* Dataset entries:
BEGIN
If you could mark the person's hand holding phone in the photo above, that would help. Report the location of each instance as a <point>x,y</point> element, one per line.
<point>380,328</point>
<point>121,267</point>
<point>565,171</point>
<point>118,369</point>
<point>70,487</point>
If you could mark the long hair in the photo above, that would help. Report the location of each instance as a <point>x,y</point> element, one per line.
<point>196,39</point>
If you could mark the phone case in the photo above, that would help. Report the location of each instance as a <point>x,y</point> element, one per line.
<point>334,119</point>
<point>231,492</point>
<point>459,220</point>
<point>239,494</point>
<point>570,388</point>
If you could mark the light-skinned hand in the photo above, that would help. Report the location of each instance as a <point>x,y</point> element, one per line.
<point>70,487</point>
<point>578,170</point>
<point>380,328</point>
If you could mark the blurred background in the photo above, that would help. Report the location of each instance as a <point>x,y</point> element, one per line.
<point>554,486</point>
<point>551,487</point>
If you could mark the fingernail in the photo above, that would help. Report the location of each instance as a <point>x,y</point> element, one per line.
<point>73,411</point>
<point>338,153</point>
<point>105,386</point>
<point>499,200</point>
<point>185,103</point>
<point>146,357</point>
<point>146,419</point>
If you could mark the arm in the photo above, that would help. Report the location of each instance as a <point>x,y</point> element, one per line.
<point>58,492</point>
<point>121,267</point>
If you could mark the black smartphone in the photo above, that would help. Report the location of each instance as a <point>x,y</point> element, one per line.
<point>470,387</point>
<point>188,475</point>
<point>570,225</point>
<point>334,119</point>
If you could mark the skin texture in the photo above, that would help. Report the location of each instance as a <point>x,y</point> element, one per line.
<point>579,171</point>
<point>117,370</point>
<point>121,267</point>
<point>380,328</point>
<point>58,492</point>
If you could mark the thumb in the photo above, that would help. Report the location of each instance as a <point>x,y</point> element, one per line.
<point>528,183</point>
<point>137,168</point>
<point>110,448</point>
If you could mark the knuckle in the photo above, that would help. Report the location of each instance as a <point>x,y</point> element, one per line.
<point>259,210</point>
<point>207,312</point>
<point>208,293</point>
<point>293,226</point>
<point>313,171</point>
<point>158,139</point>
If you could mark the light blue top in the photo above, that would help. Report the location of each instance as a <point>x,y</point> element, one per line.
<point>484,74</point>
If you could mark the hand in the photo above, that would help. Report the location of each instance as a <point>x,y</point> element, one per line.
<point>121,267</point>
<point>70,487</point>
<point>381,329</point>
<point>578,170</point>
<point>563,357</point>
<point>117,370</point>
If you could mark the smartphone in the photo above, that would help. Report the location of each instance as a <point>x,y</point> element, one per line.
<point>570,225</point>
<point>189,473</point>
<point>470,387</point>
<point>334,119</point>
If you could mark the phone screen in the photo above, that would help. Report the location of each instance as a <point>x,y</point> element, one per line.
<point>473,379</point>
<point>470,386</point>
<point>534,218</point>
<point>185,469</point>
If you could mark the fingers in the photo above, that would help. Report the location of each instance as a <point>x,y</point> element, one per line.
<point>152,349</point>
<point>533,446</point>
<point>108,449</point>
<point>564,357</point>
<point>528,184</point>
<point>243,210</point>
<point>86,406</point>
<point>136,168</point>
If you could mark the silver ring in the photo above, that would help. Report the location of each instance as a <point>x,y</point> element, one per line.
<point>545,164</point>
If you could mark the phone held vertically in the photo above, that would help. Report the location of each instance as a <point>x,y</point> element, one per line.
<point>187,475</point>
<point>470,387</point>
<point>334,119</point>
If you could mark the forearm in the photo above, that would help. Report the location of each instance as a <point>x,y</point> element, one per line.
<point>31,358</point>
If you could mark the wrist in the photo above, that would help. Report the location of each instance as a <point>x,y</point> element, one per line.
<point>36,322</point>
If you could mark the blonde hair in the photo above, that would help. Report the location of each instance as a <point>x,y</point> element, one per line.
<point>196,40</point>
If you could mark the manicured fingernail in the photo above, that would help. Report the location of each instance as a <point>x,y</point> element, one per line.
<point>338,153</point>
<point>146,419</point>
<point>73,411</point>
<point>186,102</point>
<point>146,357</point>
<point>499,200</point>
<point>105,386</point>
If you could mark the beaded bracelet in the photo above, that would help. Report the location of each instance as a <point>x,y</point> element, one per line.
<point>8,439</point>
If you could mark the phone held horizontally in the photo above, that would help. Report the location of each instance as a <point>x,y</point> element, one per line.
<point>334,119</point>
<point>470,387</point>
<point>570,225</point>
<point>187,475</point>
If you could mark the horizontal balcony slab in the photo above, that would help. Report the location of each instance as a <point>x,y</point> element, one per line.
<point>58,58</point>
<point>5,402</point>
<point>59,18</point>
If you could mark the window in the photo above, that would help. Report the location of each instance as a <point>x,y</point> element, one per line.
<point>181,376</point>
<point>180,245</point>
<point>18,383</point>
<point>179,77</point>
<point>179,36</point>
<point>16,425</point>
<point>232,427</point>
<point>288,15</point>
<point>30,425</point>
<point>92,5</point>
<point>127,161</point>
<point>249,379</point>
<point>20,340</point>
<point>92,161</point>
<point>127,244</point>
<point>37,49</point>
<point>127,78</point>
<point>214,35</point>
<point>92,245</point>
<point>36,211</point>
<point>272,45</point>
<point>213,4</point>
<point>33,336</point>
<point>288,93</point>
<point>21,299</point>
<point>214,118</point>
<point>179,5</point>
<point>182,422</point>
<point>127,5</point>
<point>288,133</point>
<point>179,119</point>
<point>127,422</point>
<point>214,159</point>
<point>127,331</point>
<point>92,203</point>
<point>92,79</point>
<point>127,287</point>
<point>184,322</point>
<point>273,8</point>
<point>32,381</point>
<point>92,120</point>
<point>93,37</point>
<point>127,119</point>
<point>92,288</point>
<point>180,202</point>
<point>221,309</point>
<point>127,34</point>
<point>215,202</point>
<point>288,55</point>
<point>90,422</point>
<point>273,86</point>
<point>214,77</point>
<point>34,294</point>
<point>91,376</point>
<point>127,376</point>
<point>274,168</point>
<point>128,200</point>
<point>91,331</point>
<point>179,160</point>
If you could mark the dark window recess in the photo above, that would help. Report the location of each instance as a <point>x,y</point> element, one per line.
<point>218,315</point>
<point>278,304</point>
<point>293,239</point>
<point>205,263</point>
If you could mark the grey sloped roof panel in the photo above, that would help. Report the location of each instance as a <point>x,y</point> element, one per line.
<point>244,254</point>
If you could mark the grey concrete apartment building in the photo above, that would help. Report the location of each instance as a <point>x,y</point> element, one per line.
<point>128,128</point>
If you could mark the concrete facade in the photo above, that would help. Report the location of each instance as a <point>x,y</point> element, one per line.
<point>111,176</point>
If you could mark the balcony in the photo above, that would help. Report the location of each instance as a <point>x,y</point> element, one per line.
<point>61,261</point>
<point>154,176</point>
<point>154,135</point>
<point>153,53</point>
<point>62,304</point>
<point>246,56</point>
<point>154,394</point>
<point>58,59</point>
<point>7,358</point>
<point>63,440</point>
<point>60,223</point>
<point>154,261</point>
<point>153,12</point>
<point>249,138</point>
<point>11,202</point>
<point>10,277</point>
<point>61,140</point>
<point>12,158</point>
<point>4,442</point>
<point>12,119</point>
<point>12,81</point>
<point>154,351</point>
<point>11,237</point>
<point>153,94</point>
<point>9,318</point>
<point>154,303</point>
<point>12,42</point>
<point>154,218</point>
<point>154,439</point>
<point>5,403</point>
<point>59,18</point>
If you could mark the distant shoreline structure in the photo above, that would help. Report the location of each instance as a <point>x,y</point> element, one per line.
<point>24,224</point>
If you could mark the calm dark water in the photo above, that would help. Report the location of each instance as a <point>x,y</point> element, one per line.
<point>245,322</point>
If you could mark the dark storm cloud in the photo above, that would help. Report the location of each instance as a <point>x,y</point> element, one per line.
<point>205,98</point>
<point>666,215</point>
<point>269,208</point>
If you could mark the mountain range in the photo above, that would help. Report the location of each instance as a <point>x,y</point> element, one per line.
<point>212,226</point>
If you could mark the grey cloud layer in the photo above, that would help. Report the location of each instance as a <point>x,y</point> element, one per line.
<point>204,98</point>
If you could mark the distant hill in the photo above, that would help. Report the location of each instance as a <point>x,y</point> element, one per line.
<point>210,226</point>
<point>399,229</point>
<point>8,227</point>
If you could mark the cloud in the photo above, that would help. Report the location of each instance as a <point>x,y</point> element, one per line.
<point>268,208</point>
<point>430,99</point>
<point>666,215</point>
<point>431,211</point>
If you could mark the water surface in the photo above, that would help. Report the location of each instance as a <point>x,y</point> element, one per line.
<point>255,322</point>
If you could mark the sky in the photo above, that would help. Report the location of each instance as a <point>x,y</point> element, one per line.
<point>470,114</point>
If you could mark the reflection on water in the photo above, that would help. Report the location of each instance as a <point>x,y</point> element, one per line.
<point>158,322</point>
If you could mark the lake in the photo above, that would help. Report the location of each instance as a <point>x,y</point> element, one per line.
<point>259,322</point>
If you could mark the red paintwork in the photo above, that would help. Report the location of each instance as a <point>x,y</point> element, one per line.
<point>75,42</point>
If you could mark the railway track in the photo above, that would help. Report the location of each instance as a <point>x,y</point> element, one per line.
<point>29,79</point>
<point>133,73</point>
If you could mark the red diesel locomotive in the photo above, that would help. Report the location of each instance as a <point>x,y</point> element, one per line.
END
* TASK REQUIREMENTS: This exercise asks for an exact repeat of the lines from the one holding "If you could mark the distant hill" through the end of the data above.

* RESPONSE BOX:
If you could mark the distant hill in the photo above, that would help. Report the location of each instance as a <point>x,y</point> element, one per line.
<point>210,226</point>
<point>399,229</point>
<point>8,227</point>
If you could mark the cloud in the photo above, that would help. Report the location of each instance as a <point>x,y</point> element, one per line.
<point>268,208</point>
<point>430,99</point>
<point>666,215</point>
<point>431,211</point>
If you could mark the water surface in the photo above, that would help. Report the location of each instance as a <point>x,y</point> element, one per line.
<point>255,322</point>
If you could mark the sky in the photo above, that would help. Report the location of each instance as a <point>x,y</point> element, one per line.
<point>470,114</point>
If you could mark the reflection on water in the photo above, that would help. Report the location of each instance as a <point>x,y</point> element, one per line.
<point>158,322</point>
If you could mark the lake in the photo above, that would help. Report the location of each instance as a <point>x,y</point> element, one per line.
<point>259,322</point>
If you could mark the red paintwork in the photo above, that would help. Report the location of each instance as a <point>x,y</point> element, one per line.
<point>75,42</point>
If you could mark the railway track in the photo above, that would help. Report the location of each instance as a <point>x,y</point> element, one per line.
<point>29,79</point>
<point>133,73</point>
If you could mark the red diesel locomotive in the photo above, that would help. Report the location of each instance as a <point>x,y</point> element, one per line.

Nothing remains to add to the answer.